■ **Petunjuk Kerja**
Lanjutkan teks tentang isu MSG di bawah ini, mulai tepat setelah kalimat terakhirnya.

Upaya lainnya, P2MI juga menuliskan sekaligus menyampaikan surat bantahan kepada media-media yang mempublikasikan isu glutamat secara tidak berimbang. “Ada beberapa media yang merespon surat bantahan kami dengan positif, tetapi ada juga yang sama sekali tidak meresponnya,” tuturnya.
Paling anyar, menggandeng Forum Warta Pena, P2MI menggelar program edukasi bertajuk “Gizi Seimbang dari Bahan Tambahan Pangan Halal”. Program edukasi tersebut dihadiri oleh berbagai media nasional di Jakarta. Pada kesempatan itu, turut dihadirkan para pakar. Di antaranya. Prof. Dr. Ir. Hardinsyah M.S., selaku pakar gizi IPB yang juga Rektor Universitas Sahid Jakarta, Tetty R. Sihombing selaku pelaksana tugas (Plt) Deputi Bidang Pengawasan Pangan Olahan BPOM RI, dan M. Fachrurozy, Ketua Persatuan Pabrik Monosodium Glutamate dan Glutamic Acid Indonesia.
Dipaparkan Prof. Hardinsyah, munculnya anggapan tentang bahaya MSG bagi kesehatan pertama kali dikemukakan oleh Dr. Ho Man Kwok, setelah berkirim surat ke New England Journal of Medicine pada tahun 1988. Dalam suratnya, dia menceritakan kemungkinan penyebab gejala yang dia alami setiap kali makan di restoran Cina di Amerika Serikat. Belakangan gejala itu dikenal dengan istilah ‘Sindrom Restoran China’.

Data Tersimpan
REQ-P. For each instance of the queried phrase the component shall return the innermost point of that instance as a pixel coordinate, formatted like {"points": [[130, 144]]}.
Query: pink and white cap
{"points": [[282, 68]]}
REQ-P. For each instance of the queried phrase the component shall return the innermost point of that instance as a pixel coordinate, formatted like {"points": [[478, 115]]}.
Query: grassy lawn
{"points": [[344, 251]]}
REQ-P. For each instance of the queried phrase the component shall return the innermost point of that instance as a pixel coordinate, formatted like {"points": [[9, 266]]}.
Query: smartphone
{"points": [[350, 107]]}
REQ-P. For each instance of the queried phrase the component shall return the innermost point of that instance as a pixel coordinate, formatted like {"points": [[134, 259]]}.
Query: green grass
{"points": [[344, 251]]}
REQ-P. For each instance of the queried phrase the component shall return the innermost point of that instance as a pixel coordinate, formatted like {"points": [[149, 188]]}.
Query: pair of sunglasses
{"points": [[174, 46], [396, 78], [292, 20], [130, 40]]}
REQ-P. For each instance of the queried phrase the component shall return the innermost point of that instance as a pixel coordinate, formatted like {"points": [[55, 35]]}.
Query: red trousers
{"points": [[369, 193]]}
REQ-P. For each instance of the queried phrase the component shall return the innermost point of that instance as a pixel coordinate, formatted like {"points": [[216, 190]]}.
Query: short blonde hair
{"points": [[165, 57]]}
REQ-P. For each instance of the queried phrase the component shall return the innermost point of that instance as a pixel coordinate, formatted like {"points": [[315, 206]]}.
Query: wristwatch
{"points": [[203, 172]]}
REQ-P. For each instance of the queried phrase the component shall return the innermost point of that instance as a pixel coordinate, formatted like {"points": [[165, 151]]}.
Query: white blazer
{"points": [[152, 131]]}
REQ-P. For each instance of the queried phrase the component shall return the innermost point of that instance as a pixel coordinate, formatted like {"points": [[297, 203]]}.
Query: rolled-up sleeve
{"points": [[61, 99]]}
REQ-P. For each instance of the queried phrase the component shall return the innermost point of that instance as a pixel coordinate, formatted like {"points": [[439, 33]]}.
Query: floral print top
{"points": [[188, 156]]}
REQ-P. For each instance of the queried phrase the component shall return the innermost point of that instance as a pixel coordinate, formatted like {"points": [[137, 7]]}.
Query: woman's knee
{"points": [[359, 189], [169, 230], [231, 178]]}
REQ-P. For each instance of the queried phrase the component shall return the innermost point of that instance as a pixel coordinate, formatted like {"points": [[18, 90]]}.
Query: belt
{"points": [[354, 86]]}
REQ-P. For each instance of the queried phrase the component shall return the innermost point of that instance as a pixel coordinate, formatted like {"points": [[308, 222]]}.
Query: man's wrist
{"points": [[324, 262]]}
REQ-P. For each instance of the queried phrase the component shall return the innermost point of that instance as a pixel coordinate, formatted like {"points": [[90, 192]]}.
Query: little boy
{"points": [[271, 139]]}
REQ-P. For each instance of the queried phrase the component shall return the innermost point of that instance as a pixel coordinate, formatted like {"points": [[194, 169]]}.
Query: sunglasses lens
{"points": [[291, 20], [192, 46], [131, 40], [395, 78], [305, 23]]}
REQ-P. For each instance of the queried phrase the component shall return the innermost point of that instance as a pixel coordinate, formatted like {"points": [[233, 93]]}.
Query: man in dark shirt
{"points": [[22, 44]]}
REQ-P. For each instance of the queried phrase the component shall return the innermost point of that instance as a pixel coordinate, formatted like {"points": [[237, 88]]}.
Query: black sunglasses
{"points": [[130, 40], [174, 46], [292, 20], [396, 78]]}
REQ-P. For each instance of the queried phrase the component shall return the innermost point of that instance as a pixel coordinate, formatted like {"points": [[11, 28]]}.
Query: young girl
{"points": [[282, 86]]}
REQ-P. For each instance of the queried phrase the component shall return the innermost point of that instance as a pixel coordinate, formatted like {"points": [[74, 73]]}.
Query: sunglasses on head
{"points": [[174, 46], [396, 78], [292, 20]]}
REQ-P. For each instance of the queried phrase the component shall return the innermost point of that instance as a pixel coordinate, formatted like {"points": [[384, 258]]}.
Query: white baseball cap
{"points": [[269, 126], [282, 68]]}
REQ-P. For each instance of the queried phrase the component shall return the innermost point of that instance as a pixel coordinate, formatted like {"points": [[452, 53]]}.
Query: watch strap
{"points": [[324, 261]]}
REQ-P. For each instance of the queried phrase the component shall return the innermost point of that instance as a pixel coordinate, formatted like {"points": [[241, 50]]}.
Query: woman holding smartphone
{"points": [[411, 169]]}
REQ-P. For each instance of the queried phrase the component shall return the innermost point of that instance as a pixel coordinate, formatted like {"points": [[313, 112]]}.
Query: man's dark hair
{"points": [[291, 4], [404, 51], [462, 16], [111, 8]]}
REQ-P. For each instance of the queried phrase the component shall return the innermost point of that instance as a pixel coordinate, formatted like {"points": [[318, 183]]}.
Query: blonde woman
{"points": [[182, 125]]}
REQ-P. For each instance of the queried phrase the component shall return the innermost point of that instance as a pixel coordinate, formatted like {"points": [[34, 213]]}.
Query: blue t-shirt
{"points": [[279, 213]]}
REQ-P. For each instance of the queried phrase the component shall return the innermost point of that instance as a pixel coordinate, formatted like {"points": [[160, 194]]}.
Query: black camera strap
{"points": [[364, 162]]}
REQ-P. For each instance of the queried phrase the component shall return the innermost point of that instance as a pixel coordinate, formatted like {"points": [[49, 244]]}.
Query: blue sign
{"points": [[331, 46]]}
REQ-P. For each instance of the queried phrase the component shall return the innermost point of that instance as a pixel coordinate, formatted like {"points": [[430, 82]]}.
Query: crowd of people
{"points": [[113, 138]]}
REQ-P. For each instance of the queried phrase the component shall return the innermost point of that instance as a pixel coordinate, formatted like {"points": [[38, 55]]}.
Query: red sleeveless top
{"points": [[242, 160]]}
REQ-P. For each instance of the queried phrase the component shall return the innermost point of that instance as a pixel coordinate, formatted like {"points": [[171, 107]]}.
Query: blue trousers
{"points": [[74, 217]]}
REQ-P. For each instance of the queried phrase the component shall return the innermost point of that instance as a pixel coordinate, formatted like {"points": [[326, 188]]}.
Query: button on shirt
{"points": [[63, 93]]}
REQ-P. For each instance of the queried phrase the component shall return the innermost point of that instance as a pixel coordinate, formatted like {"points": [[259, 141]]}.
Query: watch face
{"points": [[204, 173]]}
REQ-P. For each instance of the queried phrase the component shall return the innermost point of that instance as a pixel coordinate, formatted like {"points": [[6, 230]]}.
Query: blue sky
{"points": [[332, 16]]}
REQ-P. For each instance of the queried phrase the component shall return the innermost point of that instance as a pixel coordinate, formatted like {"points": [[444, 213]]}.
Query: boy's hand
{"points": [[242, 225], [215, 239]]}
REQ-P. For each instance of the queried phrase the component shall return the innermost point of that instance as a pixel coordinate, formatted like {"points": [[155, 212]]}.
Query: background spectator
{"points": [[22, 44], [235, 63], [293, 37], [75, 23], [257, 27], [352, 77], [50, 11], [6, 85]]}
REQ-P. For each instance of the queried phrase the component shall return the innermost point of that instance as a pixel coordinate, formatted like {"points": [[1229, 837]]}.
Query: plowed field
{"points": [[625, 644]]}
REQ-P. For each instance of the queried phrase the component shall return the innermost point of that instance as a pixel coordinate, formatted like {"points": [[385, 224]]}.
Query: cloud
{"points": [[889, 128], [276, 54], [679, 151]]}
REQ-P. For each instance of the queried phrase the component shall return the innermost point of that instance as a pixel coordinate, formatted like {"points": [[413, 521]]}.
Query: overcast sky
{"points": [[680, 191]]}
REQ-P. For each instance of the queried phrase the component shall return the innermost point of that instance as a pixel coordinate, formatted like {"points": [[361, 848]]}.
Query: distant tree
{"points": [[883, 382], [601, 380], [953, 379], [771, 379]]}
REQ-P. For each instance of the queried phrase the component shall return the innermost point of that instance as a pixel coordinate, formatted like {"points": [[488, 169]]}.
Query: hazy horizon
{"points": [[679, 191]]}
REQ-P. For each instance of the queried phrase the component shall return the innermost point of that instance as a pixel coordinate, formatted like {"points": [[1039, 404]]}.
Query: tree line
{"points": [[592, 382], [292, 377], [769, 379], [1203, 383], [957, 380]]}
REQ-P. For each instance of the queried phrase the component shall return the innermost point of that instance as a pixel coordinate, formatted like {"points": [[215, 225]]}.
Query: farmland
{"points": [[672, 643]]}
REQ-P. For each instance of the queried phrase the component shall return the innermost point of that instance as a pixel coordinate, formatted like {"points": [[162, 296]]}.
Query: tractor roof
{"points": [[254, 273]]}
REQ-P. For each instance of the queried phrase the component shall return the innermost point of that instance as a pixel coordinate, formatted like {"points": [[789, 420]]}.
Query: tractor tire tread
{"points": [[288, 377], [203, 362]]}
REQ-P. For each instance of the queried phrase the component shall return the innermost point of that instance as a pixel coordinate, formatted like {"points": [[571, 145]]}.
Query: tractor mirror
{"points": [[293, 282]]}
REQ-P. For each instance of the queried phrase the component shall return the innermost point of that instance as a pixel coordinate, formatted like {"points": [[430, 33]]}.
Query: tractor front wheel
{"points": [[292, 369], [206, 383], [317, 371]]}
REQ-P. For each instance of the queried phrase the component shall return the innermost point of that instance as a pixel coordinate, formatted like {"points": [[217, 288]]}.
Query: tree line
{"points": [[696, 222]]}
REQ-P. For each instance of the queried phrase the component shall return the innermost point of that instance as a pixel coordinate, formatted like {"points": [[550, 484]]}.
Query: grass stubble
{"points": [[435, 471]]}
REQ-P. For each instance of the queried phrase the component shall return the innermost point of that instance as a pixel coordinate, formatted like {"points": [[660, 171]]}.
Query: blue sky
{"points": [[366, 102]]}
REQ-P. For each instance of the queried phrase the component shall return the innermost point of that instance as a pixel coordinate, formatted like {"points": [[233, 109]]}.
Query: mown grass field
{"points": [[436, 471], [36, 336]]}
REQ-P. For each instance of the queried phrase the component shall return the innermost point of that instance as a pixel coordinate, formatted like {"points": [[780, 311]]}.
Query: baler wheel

■ **Hasil Tugas**
Namun, menurutnya, MSG atau oleh masyarakat Indonesia dikenal dengan nama vetsin, sama sekali tidak berbahaya bagi kesehatan manusia. Apa yang dirasakan oleh Ho Man Kwok merupakan reaksi dari tubuhnya yang alergi dengan bahan yang terkandung dalam zat glutamate tersebut. "Berdasarkan sebuah penelitian memang ditemukan ada sebagian orang merasa alergi dengan MSG," tegas Prof. Hardinsyah.
Ditambahkan Tetty, dalam lima tahun terakhir, BPOM RI sudah mengeluarkan 153 nomor izin edar untuk kategori produk penguat rasa (MSG). “Dari angka itu. 139 adalah produk dalam negeri dan 14 adalah produk impor.”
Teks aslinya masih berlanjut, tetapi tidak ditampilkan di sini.